═════ Material for this task

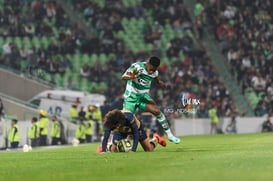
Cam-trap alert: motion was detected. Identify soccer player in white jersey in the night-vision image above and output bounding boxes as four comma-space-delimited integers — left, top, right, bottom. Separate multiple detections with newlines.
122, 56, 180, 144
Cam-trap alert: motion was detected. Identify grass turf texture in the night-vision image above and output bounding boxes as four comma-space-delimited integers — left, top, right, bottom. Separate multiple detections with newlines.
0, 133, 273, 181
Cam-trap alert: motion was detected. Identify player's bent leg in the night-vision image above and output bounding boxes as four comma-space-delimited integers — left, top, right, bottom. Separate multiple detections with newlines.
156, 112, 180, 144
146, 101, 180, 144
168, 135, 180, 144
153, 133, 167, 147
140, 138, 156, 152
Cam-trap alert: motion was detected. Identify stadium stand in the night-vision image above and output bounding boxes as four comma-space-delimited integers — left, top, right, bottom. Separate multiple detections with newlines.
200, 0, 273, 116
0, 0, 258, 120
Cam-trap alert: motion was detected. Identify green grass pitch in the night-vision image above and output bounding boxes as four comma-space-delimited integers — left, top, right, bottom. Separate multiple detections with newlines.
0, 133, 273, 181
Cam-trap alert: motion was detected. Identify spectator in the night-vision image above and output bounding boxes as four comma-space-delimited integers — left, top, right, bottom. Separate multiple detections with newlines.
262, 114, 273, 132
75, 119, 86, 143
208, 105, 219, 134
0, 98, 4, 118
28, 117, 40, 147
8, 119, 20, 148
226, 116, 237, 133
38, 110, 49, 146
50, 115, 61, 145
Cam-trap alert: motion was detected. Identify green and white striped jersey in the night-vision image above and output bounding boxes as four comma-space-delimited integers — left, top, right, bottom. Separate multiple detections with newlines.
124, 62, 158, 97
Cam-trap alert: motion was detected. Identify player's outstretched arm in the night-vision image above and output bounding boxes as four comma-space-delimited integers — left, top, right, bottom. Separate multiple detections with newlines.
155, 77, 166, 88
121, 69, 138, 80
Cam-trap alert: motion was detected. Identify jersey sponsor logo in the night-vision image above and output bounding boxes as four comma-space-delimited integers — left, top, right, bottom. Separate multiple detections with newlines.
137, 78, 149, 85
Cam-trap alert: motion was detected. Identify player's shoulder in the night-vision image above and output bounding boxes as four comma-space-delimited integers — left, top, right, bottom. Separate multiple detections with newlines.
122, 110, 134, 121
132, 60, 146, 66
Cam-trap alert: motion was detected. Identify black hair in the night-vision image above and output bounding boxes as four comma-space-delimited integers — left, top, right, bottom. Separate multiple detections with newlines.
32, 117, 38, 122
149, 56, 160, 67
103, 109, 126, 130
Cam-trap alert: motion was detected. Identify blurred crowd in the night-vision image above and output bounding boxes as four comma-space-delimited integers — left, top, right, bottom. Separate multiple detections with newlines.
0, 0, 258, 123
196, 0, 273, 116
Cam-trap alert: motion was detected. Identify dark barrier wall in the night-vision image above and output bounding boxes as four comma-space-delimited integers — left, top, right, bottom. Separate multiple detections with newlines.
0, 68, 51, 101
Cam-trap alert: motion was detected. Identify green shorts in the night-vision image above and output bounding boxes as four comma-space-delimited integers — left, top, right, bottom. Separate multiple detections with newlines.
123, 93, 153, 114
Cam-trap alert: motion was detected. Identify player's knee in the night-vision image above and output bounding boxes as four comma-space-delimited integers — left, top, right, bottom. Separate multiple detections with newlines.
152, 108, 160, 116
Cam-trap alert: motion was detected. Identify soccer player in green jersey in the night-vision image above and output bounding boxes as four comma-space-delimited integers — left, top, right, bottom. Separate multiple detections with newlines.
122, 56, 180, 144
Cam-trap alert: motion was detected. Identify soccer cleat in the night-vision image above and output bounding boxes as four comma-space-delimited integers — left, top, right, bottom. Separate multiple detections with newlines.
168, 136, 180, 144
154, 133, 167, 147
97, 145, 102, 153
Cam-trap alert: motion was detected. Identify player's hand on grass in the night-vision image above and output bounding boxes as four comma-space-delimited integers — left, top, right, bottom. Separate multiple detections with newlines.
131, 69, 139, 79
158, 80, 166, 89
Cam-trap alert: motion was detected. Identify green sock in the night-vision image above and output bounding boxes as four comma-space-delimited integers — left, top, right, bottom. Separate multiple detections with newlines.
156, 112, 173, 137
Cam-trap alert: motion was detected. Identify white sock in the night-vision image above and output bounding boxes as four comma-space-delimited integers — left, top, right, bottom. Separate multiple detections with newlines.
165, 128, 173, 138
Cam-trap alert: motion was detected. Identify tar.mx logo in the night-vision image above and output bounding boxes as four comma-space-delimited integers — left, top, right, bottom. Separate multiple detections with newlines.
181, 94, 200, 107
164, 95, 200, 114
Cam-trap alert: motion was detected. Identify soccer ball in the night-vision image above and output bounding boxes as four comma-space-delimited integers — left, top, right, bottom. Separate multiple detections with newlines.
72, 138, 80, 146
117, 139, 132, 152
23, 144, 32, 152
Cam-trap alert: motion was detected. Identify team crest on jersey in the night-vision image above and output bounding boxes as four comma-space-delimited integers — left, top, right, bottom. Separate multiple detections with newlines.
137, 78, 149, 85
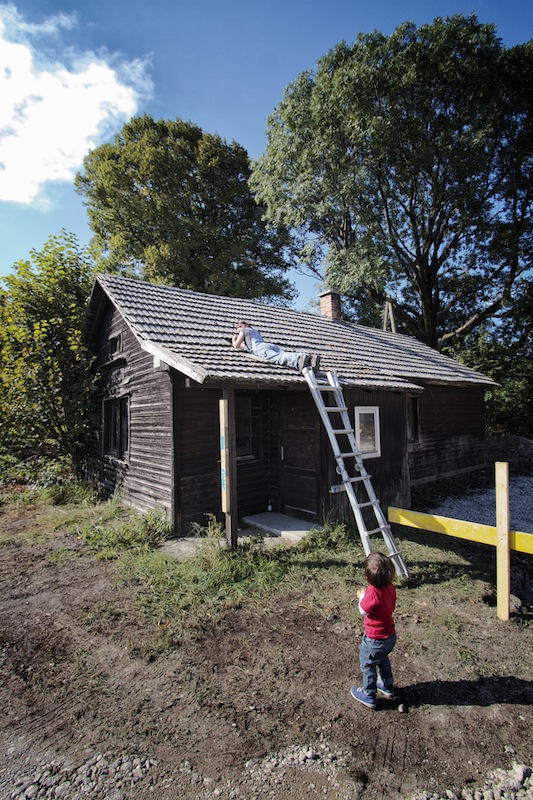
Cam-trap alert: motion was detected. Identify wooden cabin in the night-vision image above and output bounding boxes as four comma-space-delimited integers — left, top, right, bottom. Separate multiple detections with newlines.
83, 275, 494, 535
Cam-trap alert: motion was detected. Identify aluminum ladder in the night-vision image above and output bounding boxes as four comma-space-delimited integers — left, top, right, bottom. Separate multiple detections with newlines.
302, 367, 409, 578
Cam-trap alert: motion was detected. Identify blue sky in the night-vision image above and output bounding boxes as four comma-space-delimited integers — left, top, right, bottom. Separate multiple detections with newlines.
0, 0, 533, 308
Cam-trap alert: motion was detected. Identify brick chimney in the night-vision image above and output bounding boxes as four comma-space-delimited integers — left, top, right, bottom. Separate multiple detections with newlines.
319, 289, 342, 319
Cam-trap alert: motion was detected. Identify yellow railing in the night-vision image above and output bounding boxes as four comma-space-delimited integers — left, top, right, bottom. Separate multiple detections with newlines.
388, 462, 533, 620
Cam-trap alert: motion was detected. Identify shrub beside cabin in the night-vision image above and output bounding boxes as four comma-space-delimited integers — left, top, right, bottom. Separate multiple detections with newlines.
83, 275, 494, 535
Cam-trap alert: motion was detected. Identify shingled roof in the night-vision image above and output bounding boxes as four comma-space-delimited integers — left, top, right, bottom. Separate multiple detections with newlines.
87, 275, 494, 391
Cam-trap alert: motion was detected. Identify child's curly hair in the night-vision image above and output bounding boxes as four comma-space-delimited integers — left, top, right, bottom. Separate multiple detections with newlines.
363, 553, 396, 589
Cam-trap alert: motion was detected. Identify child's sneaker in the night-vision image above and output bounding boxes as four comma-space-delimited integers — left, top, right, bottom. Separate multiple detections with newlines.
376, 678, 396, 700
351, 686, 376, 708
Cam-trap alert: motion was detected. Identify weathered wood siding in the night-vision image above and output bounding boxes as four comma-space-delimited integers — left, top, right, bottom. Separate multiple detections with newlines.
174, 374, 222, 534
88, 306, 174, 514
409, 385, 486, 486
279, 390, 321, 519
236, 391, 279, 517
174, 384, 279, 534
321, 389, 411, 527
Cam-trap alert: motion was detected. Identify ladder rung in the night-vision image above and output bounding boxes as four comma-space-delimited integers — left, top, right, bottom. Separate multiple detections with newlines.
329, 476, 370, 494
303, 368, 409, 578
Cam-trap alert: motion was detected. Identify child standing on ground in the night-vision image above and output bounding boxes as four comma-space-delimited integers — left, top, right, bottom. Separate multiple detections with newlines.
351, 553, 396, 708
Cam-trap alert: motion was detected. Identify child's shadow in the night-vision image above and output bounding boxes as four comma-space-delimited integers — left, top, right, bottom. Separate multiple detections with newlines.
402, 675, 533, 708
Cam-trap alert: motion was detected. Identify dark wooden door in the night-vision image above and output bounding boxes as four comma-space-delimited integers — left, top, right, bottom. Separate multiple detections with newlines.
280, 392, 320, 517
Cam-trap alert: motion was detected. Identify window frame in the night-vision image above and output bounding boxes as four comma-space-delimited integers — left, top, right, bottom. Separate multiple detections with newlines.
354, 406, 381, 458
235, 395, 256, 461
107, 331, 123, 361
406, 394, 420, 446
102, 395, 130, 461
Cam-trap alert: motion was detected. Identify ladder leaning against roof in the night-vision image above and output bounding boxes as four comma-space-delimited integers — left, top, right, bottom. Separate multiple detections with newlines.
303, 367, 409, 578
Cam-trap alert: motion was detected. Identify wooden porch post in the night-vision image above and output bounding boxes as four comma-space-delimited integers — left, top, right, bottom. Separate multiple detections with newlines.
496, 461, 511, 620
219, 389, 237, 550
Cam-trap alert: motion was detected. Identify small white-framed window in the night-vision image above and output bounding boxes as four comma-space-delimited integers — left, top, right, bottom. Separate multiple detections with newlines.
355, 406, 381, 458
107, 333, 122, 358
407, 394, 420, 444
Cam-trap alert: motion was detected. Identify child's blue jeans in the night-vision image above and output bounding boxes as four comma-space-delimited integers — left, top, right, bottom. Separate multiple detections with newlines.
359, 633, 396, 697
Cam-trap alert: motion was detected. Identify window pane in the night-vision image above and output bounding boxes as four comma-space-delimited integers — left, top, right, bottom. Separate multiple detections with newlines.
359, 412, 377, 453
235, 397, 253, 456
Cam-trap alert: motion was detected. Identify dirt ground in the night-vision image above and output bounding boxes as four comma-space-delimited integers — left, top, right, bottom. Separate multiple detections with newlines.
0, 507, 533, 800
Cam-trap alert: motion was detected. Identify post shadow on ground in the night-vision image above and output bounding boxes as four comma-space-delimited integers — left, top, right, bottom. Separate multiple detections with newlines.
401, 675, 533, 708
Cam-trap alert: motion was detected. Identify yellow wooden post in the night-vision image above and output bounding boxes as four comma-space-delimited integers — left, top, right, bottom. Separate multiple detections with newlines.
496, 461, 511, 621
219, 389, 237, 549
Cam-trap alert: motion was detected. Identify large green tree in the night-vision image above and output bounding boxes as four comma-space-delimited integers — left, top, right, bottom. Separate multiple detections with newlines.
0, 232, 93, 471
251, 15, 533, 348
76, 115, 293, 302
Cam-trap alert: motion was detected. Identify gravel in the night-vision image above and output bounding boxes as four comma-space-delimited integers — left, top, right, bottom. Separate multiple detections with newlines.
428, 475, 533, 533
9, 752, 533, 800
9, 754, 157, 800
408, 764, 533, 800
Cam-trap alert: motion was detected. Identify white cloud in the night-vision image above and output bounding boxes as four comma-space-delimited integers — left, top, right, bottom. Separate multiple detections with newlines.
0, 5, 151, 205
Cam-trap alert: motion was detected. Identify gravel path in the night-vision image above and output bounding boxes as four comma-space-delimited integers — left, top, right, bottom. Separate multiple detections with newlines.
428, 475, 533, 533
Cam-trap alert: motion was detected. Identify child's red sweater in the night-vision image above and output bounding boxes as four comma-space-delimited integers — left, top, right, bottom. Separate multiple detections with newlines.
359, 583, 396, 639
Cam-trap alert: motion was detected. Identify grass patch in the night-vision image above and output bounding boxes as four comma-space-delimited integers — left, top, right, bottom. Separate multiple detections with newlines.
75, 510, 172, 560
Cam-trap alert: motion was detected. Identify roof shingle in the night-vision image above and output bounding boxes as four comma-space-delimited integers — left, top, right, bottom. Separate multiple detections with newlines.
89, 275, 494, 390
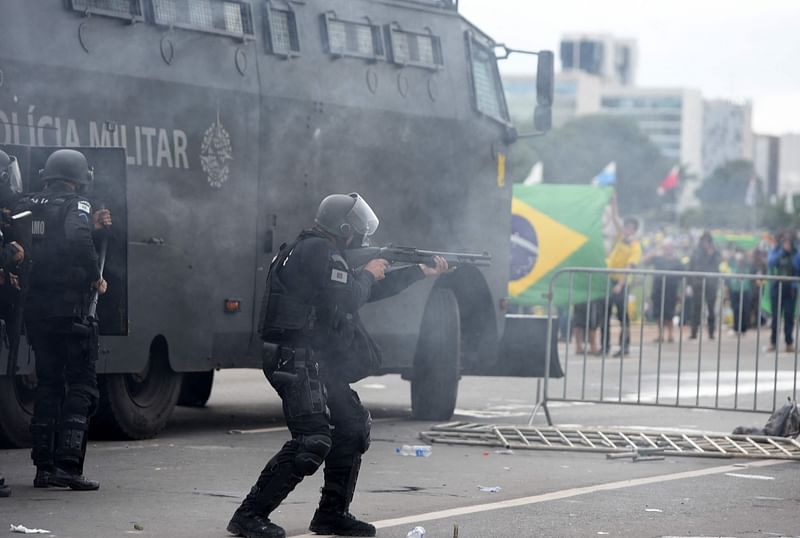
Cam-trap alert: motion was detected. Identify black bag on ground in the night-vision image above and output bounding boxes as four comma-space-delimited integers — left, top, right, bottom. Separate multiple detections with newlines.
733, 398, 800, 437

══════════

Written exercise ->
Copy the rows word for word, from the line that contains "Cam-trap alert: motion was detected. Identify wooden porch" through the line that contains "219, 389, 237, 550".

The answer ->
Cam-trap alert: motion was detected. Identify wooden porch post in the night-vision image above and output bounding boxes as four comma-space-delimited integers — left, top, right, bottom. Separate multiple detections with newlines.
496, 461, 511, 620
219, 389, 237, 550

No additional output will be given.